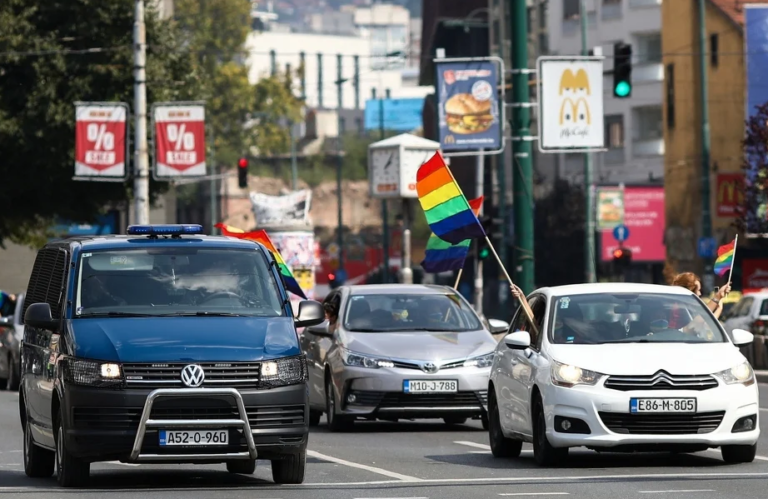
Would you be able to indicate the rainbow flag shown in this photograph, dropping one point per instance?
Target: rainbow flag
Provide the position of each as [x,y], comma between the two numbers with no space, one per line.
[447,210]
[442,256]
[725,254]
[260,236]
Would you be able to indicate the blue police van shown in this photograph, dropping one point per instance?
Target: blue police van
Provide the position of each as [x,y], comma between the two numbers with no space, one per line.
[162,346]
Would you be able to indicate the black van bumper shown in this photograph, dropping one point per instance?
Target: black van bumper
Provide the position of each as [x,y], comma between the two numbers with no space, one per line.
[103,425]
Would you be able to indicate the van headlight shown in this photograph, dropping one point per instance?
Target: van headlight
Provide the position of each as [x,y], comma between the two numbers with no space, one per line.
[285,371]
[92,373]
[567,375]
[742,373]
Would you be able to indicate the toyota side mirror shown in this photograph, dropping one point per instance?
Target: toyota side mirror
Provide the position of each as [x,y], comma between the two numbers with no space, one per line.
[310,313]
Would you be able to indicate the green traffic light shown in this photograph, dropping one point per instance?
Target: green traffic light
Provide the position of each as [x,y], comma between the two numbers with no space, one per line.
[622,89]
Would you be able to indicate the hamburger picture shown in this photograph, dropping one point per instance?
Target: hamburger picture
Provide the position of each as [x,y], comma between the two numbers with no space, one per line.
[465,114]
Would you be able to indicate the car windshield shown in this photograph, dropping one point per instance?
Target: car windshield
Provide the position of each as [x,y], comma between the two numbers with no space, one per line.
[415,312]
[632,318]
[176,281]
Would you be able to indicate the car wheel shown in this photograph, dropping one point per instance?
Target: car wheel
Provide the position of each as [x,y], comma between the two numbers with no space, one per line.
[453,420]
[314,417]
[733,454]
[245,467]
[501,446]
[543,452]
[38,462]
[290,470]
[70,471]
[335,422]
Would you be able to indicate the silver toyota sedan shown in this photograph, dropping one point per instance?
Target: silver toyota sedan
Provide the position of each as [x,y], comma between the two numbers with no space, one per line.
[399,351]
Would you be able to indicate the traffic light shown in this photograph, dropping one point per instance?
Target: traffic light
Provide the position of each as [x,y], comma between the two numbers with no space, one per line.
[622,70]
[242,173]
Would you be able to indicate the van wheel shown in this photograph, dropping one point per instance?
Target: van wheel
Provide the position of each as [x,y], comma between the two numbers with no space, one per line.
[501,446]
[733,454]
[290,470]
[38,462]
[543,452]
[244,467]
[70,471]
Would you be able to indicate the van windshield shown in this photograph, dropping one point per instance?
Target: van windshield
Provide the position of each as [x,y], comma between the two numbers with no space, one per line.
[176,281]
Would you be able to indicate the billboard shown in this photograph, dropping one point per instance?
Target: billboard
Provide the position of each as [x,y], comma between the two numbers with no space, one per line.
[179,139]
[101,140]
[644,217]
[730,194]
[469,118]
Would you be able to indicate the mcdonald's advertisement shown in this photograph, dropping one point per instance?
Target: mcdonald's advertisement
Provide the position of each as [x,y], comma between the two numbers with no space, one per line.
[468,106]
[571,102]
[730,194]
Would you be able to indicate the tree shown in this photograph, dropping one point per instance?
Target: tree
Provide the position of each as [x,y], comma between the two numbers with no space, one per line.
[753,216]
[44,69]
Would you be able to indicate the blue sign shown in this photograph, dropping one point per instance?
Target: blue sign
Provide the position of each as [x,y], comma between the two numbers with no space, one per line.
[401,115]
[621,233]
[468,106]
[706,247]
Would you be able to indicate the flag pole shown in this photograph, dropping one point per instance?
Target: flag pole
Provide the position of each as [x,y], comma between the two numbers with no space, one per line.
[730,272]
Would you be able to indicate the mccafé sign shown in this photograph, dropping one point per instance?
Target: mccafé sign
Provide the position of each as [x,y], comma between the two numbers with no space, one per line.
[730,194]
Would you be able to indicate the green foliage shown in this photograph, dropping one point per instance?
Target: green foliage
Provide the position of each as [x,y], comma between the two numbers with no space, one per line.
[39,84]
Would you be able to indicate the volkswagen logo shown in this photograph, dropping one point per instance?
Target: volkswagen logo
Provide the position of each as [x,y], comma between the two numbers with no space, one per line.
[192,375]
[430,367]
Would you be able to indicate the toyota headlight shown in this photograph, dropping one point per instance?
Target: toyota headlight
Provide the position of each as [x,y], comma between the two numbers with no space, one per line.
[742,373]
[567,375]
[92,373]
[359,360]
[481,362]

*Short problem*. Return each line from the material above exactly, but not the pictures.

*Task result*.
Would you be able to indicate the rainbow flag shown in this photograph, dropping one point per instance?
Target: rainbow flag
Provide the position of each as [x,y], comma between the two numbers with no space, one per line.
[447,210]
[442,256]
[725,254]
[260,236]
Would you be able to indicate the blue police van shown in this photograph, dropping one point per instance?
Target: blue police van
Provide the position of each as [x,y], comma between the two numbers with no space, one per line.
[162,346]
Would you be able to indicate the black van bumper shown in this photograph, dropping one point per instance?
Target: black van bumper
Provide the position of each as [x,y], comma between the two numbers with no space, one per line.
[103,425]
Would you be able to indicate the van headlight shown in this photograph, dropping one point per instance?
Target: van headlight
Provide the position of each as [x,y], comma between the two numbers with no space, one per line.
[285,371]
[92,373]
[567,375]
[742,373]
Would you be able to indicate the toyota side mirror shown in this photograph, dropping one point per instance?
Target: toyota side mirror
Provide the position of each as [x,y], comma between the two numbers with no space, one per line.
[310,313]
Would you be able to indicate the green traffic light shown in this photograph, dropping one point per instance?
Target: green traffic light
Provide the position of each as [x,y], comma between the two numbers with no space, one per line.
[622,89]
Would you be able to indicate the hamburger picture shown in this photograph, dropping one point per instance?
Target: hamburger picture
Provide the position of each as [x,y], comma between the two numbers with no space, one per line.
[465,114]
Would you be able to indicate the car windshield shown in this photograph, dropping one point per instance?
Target: car windshield
Provide the position of each as [x,y], comma between the two numbers with no space, one per line.
[415,312]
[632,318]
[176,281]
Would you be able to indicate the car wheel shown in this photograph, dropping one point per instance?
Target: car wheel
Provide the position of each as [x,y], comma between the two numbers with no space, one per line.
[453,420]
[314,417]
[733,454]
[245,467]
[501,446]
[543,452]
[38,462]
[290,470]
[70,471]
[335,422]
Would you be able to indicate the silver toyota sedan shown in this photograph, dropping one point per instance?
Target: silver toyota sedan
Provide the position of each as [x,y], comma between the two numbers with no space, one per line.
[399,351]
Would you be able to indicate the traffic light shown in this photograph, dropping one point per instance?
Target: traffic light
Provide the position of each as [x,y], comma between the two numbers with no space, one per line.
[622,70]
[242,173]
Would you be able to indicate the van wheel shown in this photograph, dropping one point per instance?
Target: van wheel
Provide the position of each as [x,y], comma between the two numbers with no space, one per line.
[501,446]
[733,454]
[290,470]
[38,462]
[543,452]
[244,467]
[70,471]
Would you be able to indicate the van windshield shown in this photograph, dropping one point per instance?
Target: van windshield
Provide the position of each as [x,y], comma between the two numbers with no space, one per line.
[176,281]
Would you be able to indicate the billboard shown in this photograph, dropping one point per instance?
Target: billboard
Provide the position of each as [x,y], comma between the two numbers with no space, one per line.
[179,139]
[101,140]
[644,217]
[730,194]
[469,118]
Would you be able to indicate the mcdonald's advertisement shown in this photograph, dropping one point per instance?
Target: mcdonald's advertisement
Provide the position of each as [x,y], comma between the two numbers with no space, one per line.
[468,106]
[571,102]
[730,194]
Would you be able to indicate the tree shown in this photograph, dropping one point per instance?
Target: tree
Provide the position of each as [x,y], comma between the two numbers with no space, one per line.
[753,216]
[44,69]
Would you be able to indicate the blue sign shown in this photograph, dropping one point per instance?
Target: blue sign
Provide the position of each as [x,y], comma between the two numbers with no space, one per line.
[401,115]
[621,233]
[468,106]
[706,247]
Would you be able to indicate the flag pole shown in this photograph, dropping one point per instance?
Target: flag pole
Provide the position of each as [x,y], comma between the two numbers with no space, one per line.
[730,272]
Would you be able to indicate the mccafé sign shown in this photograph, dropping one point per instance?
Target: mccafé sign
Provide the position of each as [x,y], comma between the two numbers with no space, one per line.
[730,194]
Would you be able to indicate the green foliage shown in this photograph, dropping one point per instance?
Target: green foliage
Provide the position of each as [x,y], comma between the two numbers with no space, one per line.
[39,84]
Would you be able to indicate the volkswagen logo shown in this photograph, dropping one point per instance?
Target: volkswagen logo
Provide the position of each as [x,y], comma between the two numbers with no space, one per line.
[192,375]
[430,367]
Would you be able to indicate the toyota headlight shown in this photograph, dropping one point per instance?
Target: toyota headlight
Provide the position of each as [x,y], comma between the two numbers with no space, one per line.
[742,373]
[567,375]
[92,373]
[359,360]
[481,362]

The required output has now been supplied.